» **REQUIRED TASK A**
In the lighting controls text, which three things does the integration that makes EXP a model for campus buildings consist of?
» **REQUIRED TASK B**
Copy word for word the passage of the lighting controls text starting at "- Consistent use" and ending at "can be achieved.".

» **TEXT SEGMENT**
───
The Northeastern University EXP project demonstrates how advanced, networked lighting controls can deliver measurable energy savings, support dynamic academic environments and enhance user experience. The integration of digital controls, tunable white lighting and daylight-responsive strategies positions EXP as a model for sustainable, future-ready campus buildings.
Standardization of lighting controls
For Northeastern and the EXP project, having the lighting control system not only as a networked solution but one that can integrate with the campuswide network of lighting controls provided tremendous value, including:
- The ability to remotely access and manage building lighting allows the energy management team to rapidly respond to user needs.
- Consistent use of the same technology and control platform across much of the campus allows for greater responsiveness with reduced training. For many projects on campus, the building automation team can start-up and commission a system on its own, ensuring that desired outcomes can be achieved.
- Establishing a standard is beneficial for ongoing maintenance, allowing for an attic stock of components that can be used for many buildings. Combined with an in-house ability for system programming, this can drastically reduce downtime for any component failure without relying on third-party vendors for support.
- System support from the manufacturer as needed yields enhanced value. With standardization across multiple buildings, the level of system support provided by manufacturers and vendor technical support teams results in tremendous value. For each technical challenge that is solved, the university’s energy management teams learn how to address issues if they come up in other buildings. “
Networking versus stand-alone controls
Capital costs can often be a significant driver for a project, with the pressure of meeting project goals in a delicate balance with the available capital funding. Lighting controls are not immune to these pressures and the option of stand-alone controls in lieu of a networked solution often arises as a value-management tactic to reduce cost and complexity through simpler approaches to lighting controls.
When considering the use of stand-alone controls, it is important to understand who will be ultimately managing the facility and how the decision for a single building or project fits in the context of a larger portfolio of managed properties.
───
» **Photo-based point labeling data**
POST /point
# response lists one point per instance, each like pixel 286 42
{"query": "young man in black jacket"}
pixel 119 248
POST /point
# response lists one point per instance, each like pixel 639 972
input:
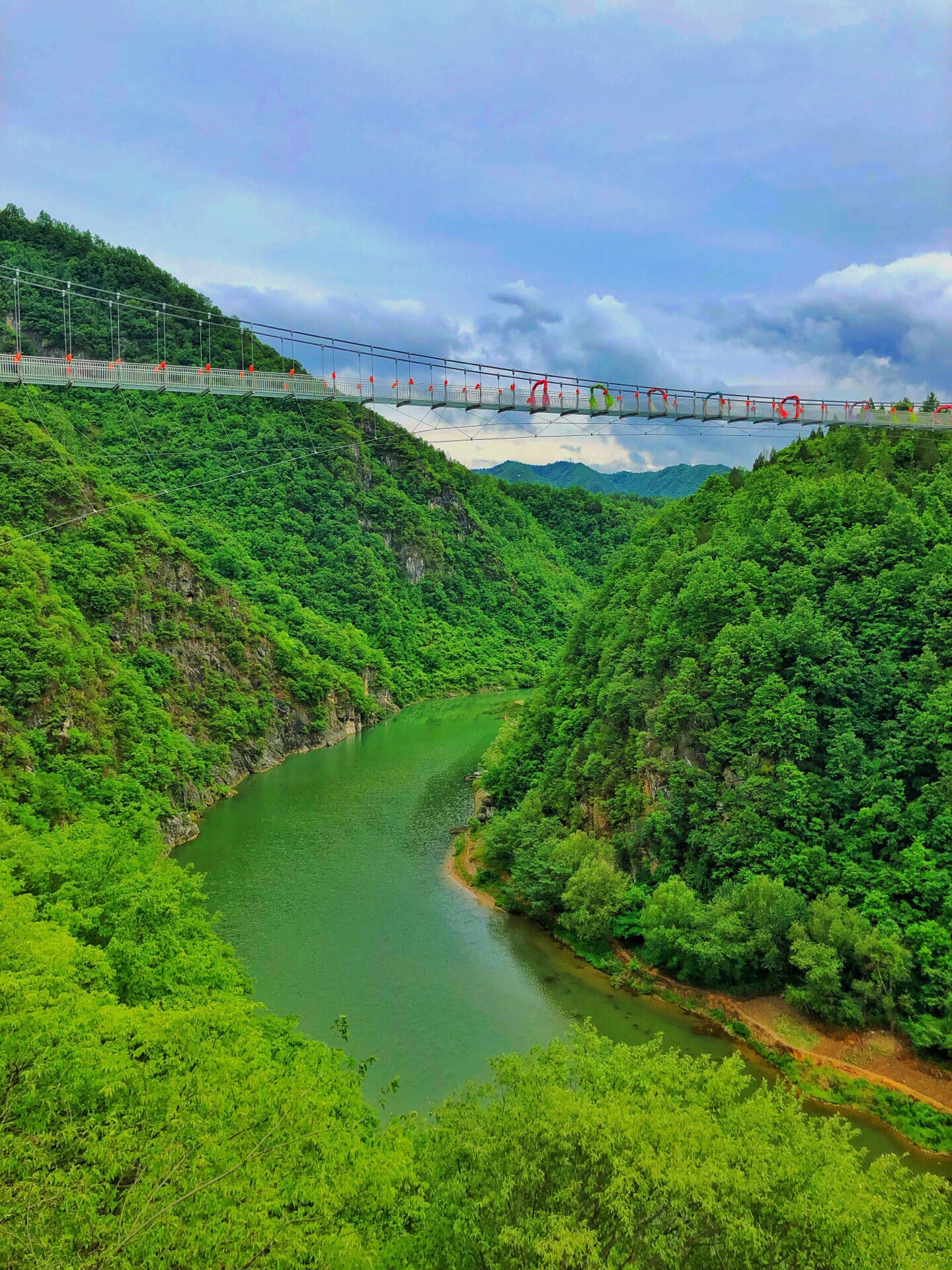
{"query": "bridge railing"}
pixel 542 397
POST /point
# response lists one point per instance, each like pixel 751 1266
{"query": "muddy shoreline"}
pixel 913 1079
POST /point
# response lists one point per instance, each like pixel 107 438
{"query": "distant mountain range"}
pixel 676 482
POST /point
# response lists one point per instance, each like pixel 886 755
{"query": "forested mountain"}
pixel 676 482
pixel 301 572
pixel 743 760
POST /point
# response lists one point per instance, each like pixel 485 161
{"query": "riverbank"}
pixel 873 1072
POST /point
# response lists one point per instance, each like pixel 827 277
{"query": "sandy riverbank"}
pixel 876 1057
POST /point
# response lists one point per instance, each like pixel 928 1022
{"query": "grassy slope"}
pixel 749 733
pixel 327 517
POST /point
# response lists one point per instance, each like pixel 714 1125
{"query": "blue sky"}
pixel 742 193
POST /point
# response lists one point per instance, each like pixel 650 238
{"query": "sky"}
pixel 743 194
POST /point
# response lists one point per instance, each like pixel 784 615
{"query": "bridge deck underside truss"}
pixel 551 400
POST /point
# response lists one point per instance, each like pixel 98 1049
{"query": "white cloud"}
pixel 883 328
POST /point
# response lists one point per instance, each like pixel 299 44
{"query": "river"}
pixel 329 876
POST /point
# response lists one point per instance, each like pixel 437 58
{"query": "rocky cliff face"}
pixel 291 733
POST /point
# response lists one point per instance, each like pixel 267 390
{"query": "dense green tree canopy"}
pixel 153 652
pixel 753 719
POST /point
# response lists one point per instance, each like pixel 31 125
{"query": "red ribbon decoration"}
pixel 797 408
pixel 531 399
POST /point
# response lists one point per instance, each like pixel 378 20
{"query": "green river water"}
pixel 331 878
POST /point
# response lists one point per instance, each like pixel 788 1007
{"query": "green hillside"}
pixel 742 762
pixel 300 574
pixel 676 482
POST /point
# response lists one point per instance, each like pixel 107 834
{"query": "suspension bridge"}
pixel 374 376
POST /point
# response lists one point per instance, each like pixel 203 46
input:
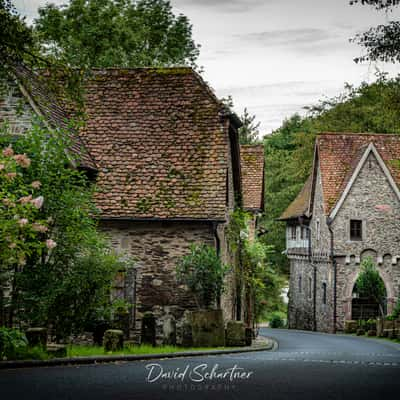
───
» **SOLUTION A**
Digital controls, tunable white lighting and daylight-responsive strategies.

» **SOLUTION B**
- Consistent use of the same technology and control platform across much of the campus allows for greater responsiveness with reduced training. For many projects on campus, the building automation team can start-up and commission a system on its own, ensuring that desired outcomes can be achieved.